(Stored data)

---

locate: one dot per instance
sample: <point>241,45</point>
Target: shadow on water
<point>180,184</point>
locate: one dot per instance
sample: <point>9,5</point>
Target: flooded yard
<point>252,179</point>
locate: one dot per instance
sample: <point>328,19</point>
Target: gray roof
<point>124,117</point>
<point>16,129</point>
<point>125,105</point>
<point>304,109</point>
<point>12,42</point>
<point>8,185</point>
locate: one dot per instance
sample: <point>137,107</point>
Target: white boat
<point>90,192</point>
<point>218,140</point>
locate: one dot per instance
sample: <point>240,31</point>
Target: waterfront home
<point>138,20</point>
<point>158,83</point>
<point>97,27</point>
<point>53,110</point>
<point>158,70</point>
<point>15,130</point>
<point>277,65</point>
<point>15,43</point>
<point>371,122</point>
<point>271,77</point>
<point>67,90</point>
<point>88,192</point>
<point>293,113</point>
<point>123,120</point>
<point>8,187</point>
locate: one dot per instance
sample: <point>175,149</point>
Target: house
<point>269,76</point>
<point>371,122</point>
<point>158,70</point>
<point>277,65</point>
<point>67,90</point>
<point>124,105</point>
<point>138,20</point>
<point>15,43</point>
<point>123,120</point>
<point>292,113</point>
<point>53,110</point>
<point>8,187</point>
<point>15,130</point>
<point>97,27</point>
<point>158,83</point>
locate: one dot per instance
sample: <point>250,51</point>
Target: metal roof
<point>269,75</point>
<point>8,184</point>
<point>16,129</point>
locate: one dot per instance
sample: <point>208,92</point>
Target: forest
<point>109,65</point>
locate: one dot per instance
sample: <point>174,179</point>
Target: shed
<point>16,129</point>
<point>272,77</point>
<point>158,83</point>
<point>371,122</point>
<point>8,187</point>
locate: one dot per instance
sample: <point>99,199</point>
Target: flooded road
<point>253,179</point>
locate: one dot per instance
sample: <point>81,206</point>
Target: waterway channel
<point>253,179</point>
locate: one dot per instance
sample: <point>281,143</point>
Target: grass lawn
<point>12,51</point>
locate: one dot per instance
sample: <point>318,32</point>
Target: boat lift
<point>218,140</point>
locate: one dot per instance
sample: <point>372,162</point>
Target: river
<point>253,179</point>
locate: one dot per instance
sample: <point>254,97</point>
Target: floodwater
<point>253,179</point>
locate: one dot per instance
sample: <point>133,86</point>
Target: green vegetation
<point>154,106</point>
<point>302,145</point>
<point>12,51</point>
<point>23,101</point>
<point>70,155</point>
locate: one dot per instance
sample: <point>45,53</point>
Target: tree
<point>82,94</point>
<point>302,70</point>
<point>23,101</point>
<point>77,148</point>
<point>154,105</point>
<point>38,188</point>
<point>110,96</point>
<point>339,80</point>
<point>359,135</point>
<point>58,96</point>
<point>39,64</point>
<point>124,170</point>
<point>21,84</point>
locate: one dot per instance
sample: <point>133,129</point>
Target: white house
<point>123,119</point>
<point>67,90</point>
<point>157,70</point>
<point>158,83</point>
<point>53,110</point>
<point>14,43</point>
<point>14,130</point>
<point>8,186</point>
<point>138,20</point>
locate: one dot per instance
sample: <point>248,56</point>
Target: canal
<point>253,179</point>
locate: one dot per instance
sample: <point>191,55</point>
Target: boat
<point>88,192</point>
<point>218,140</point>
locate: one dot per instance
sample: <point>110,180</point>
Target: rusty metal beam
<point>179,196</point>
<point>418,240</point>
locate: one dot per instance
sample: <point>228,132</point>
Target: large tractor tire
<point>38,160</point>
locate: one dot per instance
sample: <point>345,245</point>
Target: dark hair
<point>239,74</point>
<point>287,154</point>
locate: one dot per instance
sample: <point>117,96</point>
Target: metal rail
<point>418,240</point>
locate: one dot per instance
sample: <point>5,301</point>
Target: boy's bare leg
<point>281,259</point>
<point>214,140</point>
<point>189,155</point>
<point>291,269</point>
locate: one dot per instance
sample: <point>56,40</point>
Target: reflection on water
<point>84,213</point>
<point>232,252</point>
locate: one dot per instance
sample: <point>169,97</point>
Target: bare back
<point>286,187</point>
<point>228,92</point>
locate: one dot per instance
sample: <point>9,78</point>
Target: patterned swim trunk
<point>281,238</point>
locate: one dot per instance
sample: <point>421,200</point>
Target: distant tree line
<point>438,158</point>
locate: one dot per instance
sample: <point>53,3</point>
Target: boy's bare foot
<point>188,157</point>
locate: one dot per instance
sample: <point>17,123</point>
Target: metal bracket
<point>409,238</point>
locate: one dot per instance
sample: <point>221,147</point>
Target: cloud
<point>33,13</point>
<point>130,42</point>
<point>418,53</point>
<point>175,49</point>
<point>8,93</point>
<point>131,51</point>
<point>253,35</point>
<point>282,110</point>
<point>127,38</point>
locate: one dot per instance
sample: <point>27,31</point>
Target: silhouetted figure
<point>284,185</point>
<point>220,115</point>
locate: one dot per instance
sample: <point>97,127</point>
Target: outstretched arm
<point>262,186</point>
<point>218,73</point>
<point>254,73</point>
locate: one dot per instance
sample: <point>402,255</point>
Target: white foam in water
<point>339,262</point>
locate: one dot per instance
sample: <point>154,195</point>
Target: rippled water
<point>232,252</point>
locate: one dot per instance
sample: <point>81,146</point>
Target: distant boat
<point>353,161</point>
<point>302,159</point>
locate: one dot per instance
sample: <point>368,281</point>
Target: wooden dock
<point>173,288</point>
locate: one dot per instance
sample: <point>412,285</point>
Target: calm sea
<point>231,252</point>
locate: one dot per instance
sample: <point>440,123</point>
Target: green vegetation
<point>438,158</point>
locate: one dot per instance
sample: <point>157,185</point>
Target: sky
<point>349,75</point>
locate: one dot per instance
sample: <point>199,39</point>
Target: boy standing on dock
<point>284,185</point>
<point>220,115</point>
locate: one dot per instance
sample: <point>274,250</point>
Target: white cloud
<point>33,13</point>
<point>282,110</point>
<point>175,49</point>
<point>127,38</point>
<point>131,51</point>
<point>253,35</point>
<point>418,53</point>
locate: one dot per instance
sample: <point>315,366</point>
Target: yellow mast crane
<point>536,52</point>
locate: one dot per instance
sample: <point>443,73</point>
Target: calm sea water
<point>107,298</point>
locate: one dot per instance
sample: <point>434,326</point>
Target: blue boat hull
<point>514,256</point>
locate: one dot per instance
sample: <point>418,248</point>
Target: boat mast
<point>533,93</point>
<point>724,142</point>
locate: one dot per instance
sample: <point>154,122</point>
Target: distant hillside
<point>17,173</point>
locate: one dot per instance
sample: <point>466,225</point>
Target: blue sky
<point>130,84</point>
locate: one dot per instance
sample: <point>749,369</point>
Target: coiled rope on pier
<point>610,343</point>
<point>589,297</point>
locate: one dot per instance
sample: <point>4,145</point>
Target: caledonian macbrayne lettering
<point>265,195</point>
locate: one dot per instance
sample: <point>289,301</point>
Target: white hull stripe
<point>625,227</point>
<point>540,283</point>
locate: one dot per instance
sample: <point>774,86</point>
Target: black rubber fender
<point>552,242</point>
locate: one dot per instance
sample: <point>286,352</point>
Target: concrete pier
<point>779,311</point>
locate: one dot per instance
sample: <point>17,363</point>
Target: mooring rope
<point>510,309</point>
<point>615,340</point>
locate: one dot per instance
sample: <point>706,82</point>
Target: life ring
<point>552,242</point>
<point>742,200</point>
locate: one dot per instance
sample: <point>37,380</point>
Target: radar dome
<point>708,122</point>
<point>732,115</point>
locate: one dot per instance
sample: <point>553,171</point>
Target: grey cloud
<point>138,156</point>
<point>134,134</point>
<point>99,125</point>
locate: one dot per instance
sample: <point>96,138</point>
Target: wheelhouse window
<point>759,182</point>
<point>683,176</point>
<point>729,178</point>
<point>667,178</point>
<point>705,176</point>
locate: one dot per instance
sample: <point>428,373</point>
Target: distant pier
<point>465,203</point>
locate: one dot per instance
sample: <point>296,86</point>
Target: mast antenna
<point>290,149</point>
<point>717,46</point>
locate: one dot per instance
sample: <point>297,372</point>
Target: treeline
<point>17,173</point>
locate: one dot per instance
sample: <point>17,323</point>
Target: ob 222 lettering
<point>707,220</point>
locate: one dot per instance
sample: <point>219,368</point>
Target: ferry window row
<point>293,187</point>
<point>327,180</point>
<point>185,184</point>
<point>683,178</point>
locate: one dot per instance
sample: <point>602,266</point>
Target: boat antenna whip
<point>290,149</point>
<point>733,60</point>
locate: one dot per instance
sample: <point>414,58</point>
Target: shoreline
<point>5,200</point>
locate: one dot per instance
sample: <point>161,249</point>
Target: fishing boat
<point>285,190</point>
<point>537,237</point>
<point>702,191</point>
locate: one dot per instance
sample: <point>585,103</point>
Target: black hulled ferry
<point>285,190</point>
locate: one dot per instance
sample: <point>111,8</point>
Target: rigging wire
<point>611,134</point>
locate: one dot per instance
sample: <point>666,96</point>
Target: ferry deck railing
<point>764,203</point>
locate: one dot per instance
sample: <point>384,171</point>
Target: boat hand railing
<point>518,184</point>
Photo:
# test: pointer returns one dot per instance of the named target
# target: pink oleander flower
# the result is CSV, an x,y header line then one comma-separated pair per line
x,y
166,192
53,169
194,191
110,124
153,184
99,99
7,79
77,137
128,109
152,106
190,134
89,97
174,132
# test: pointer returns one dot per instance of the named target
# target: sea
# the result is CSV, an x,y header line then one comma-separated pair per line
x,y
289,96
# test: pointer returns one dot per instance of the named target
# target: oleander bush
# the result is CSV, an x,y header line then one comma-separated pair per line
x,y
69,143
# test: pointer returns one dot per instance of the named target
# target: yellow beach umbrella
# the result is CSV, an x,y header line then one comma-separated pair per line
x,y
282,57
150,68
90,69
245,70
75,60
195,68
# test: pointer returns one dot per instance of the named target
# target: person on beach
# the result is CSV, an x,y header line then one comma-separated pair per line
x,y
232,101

---

Resize the records from their first line through the line containing "<point>8,185</point>", repeating every line, requests included. Multiply each x and y coordinate in the answer points by 1.2 and round to whole numbers, with halves rounded up.

locate: one dot per instance
sample: <point>241,45</point>
Target: shadow on water
<point>216,221</point>
locate: one dot per instance
sample: <point>9,5</point>
Target: flooded yard
<point>302,215</point>
locate: one dot per instance
sample: <point>328,19</point>
Target: gray roof
<point>149,140</point>
<point>19,155</point>
<point>150,126</point>
<point>365,131</point>
<point>14,50</point>
<point>10,222</point>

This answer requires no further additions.